DOCUMENT EXCERPT:
— START —

The villages outside Mosul have been liberated but the occupying forces (ISIS) have left a ridiculous number of booby traps for people to trigger. A single home may have multiple traps, not just one or two.
The Mine Advisory Group is a non-governmental organization dedicated to mine removal. The group says they have never encountered an area so heavily mined and hazardous as what they're seeing around Mosul.
Toys lie in the street, staked or taped off by experts. Children are taught not to touch any toy in the street because they are wired to bombs buried underneath.
Within homes, the only clue may be something out of place, or a wire left exposed.
Thousands of people are returning to this very dangerous region because they cannot afford rent where they are staying in other parts of Iraq. Yet they are warned, their houses have been turned into death traps.
Experts arrive quickly to defuse and remove traps, but some people do not recognize the traps before it's too late.
Every day, new traps are discovered and added to the list of those that need to be defused. These are not the dangerous ones, the greatest danger lurks among the undiscovered ones. It is possible that people will encounter booby traps for years, possibly decades to come, depending on how much care was spent in placing them.

— END —

GOAL 1:
Quote the passage on booby traps around Mosul starting with "The villages outside" and going on through "into death traps.".
GOAL 2:
In the passage on booby traps around Mosul, list every verb used for what experts do to the traps or to the trapped toys.
GOAL 3:
Proceed with the passage on booby traps around Mosul from the point where it stops.
The rows are not required for any of the work here.

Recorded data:
— START —

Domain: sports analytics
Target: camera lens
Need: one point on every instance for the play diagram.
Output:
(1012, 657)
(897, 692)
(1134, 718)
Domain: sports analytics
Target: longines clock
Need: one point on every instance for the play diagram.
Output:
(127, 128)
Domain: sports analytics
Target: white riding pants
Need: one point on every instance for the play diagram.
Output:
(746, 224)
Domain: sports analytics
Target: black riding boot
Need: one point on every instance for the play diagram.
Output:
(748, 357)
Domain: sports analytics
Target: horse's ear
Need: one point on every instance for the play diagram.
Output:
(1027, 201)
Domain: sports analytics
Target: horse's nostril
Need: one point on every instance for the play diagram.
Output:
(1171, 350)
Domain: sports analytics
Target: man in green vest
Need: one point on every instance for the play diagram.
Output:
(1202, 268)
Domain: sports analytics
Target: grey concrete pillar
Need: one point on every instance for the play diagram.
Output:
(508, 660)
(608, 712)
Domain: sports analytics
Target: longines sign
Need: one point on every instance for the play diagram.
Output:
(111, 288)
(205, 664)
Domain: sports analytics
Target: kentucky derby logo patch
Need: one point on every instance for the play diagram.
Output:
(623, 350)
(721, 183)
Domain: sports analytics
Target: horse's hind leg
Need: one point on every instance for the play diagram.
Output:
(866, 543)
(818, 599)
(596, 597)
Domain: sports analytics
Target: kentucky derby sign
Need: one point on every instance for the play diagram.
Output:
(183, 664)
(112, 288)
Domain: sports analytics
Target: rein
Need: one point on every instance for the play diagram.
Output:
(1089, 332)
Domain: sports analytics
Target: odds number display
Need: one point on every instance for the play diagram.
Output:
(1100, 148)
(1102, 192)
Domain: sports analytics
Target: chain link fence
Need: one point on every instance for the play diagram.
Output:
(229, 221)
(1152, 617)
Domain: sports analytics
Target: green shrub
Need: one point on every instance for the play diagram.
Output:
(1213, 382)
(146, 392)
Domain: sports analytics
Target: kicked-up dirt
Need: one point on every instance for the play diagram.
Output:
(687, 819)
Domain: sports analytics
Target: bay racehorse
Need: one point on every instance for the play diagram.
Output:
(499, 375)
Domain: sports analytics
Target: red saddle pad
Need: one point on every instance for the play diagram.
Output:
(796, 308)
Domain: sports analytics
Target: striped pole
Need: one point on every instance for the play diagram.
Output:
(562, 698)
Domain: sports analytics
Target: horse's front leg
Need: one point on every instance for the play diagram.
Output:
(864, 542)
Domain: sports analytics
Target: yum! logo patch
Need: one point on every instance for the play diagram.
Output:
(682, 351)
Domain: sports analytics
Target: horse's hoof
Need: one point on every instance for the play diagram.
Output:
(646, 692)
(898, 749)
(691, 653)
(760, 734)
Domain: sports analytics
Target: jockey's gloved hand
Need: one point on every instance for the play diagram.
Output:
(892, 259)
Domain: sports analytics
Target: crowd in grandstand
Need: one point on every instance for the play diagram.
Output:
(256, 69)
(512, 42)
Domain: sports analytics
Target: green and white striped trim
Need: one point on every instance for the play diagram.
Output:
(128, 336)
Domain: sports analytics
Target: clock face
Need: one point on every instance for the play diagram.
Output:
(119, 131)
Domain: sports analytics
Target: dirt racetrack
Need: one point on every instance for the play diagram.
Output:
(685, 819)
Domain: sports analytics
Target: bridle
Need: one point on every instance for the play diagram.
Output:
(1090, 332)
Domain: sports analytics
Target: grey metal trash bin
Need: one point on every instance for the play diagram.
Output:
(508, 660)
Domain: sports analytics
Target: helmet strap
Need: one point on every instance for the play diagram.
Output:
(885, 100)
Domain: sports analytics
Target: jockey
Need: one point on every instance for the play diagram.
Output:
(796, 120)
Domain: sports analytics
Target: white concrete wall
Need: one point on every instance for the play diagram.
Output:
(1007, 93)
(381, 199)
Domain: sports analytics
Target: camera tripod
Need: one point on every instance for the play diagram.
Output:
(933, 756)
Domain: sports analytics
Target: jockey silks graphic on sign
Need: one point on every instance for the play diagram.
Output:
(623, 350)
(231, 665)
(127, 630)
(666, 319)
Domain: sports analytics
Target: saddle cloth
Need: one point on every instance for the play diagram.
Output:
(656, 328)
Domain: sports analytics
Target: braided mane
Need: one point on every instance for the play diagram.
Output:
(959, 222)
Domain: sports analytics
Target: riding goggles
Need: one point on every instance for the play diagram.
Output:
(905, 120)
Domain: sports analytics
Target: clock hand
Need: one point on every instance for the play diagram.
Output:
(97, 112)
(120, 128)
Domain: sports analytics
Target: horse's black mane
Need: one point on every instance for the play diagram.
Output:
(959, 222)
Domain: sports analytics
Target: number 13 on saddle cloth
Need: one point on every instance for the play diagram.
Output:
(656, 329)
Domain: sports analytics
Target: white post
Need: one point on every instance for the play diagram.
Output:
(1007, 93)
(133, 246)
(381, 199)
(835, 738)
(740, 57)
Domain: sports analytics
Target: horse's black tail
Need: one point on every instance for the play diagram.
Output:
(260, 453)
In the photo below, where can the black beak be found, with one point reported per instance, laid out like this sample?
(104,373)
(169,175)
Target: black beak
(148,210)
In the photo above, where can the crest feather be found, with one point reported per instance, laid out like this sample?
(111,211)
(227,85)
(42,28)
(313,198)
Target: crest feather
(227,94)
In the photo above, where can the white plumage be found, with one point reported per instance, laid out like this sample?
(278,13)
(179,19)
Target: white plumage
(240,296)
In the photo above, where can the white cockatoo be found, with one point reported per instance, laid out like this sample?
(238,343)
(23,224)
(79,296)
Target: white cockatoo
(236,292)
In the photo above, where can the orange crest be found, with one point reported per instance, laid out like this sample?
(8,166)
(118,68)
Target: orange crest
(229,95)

— END —

EXERCISE ANSWER 1:
The villages outside Mosul have been liberated but the occupying forces (ISIS) have left a ridiculous number of booby traps for people to trigger. A single home may have multiple traps, not just one or two.
The Mine Advisory Group is a non-governmental organization dedicated to mine removal. The group says they have never encountered an area so heavily mined and hazardous as what they're seeing around Mosul.
Toys lie in the street, staked or taped off by experts. Children are taught not to touch any toy in the street because they are wired to bombs buried underneath.
Within homes, the only clue may be something out of place, or a wire left exposed.
Thousands of people are returning to this very dangerous region because they cannot afford rent where they are staying in other parts of Iraq. Yet they are warned, their houses have been turned into death traps.

EXERCISE ANSWER 2:
staked
taped off
defuse
remove

EXERCISE ANSWER 3:
Fortunately, most traps were hastily placed, providing clues to wary villagers and experts. In other places, minesweepers can detect buried bombs and mines.
Children are given a special class upon return to the village, taught by ordinance experts. Because children can be careless, naďve or forgetful, they are exposed to the greatest danger. After two years living as refugees, some children might take delight in the fortune of finding an abandoned toy. The toy could even be their own, left behind over two years ago.
Several people have been killed and injured, and such incidents will only continue as people return to Mosul and the rest of the land occupied by ISIS. Fortunately, the classes will continue, and they will save many lives.